## [TASK ITEM]
The whole listing below is to be returned without alteration.
===== RECORDS TO USE =====
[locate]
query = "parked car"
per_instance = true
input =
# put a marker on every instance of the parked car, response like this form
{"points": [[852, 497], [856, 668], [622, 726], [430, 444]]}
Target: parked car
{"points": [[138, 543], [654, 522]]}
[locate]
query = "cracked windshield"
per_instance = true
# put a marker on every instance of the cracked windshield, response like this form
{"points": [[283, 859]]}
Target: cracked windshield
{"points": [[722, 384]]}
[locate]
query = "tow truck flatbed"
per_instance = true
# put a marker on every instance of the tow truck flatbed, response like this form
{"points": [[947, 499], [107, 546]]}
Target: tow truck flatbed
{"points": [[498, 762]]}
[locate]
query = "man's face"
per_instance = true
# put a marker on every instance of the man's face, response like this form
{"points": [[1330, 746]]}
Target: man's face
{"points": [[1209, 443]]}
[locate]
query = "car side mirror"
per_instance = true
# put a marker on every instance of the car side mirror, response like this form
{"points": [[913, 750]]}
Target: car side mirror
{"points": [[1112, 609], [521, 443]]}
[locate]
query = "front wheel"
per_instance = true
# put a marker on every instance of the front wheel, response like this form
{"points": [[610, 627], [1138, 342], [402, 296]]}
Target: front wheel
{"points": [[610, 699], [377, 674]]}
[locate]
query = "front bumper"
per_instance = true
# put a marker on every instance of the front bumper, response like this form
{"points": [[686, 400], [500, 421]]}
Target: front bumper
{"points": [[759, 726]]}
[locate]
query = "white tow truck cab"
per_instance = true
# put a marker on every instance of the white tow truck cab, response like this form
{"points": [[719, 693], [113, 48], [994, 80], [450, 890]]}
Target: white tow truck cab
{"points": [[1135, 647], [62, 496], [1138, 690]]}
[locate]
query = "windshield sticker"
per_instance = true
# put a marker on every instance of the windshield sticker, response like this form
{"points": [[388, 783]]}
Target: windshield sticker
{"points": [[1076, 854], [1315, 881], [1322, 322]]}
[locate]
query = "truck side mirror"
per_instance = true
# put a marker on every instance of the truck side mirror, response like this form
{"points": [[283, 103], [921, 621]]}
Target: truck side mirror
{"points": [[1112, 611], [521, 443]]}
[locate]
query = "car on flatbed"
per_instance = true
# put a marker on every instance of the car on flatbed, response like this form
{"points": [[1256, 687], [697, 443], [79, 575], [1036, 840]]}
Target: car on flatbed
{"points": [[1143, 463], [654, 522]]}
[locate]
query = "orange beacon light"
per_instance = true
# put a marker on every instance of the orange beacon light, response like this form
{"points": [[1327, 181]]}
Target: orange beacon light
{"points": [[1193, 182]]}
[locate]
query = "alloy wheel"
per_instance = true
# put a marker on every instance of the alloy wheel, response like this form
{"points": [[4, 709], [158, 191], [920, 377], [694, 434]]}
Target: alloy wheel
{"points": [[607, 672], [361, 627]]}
=====
## [TASK SOLUTION]
[locate]
query = "parked car"
per_instance = true
input =
# put a marker on every instance of the parked car, response like this form
{"points": [[852, 497], [856, 668], [622, 726], [430, 444]]}
Target: parked car
{"points": [[138, 543], [654, 522]]}
[locate]
query = "cracked windshield"
per_instance = true
# put a marker on every instance of the cracked windshield, response like this form
{"points": [[283, 859]]}
Target: cracked windshield
{"points": [[722, 384]]}
[locate]
query = "tow truck flatbed"
per_instance = true
# put a marker on every instance of the tow truck flatbed, response like this form
{"points": [[947, 499], [107, 546]]}
Target: tow truck flatbed
{"points": [[498, 762]]}
[locate]
query = "man's face"
per_instance = true
# put a marker on every instance of the man's face, response like this form
{"points": [[1330, 746]]}
Target: man's face
{"points": [[1209, 443]]}
[locate]
query = "car side mirror"
per_instance = true
# put a marker on every instance of the car side mirror, response like this form
{"points": [[913, 750]]}
Target: car side mirror
{"points": [[1112, 609], [521, 443]]}
[locate]
query = "front wheel"
per_instance = true
# put a marker on every instance of the front wheel, response like this form
{"points": [[610, 627], [1138, 342], [402, 296]]}
Target: front wheel
{"points": [[610, 699], [377, 674]]}
[locate]
query = "front bumper"
per_instance = true
# put a marker on every instance of the front bumper, response like this form
{"points": [[686, 400], [500, 421]]}
Target: front bumper
{"points": [[759, 726]]}
[locate]
query = "white tow truck cab"
per_instance = true
# put a marker on every instance of the white tow truck cab, response like this form
{"points": [[719, 693], [113, 48], [994, 80], [450, 890]]}
Target: white tow truck cab
{"points": [[1135, 647], [62, 496], [1138, 690]]}
[locate]
query = "windshield sticker"
per_instance = true
# put a marker on every instance of the windshield sticker, response like this form
{"points": [[388, 783]]}
Target: windshield sticker
{"points": [[1076, 854], [1315, 881], [1322, 322]]}
[locate]
query = "truck side mirror"
per_instance = true
# put a marker on every instance of the truck side mirror, response like this form
{"points": [[283, 103], [921, 621]]}
Target: truck side mirror
{"points": [[1112, 611], [521, 443]]}
[locate]
query = "car on flatbed"
per_instance = true
# put a marker on every instance of the car on flatbed, response like this form
{"points": [[1256, 687], [697, 443], [79, 575], [1036, 840]]}
Target: car on flatbed
{"points": [[1143, 463], [654, 522]]}
[locate]
query = "orange beacon light"
per_instance = true
# put a marker on every instance of the orange beacon light, response like this form
{"points": [[1327, 181]]}
Target: orange beacon light
{"points": [[1193, 182]]}
[locate]
query = "alloy wheel"
per_instance = true
# put a marker on every instance of the alloy wheel, response like this form
{"points": [[4, 709], [158, 191], [920, 377], [694, 434]]}
Target: alloy wheel
{"points": [[607, 672], [361, 627]]}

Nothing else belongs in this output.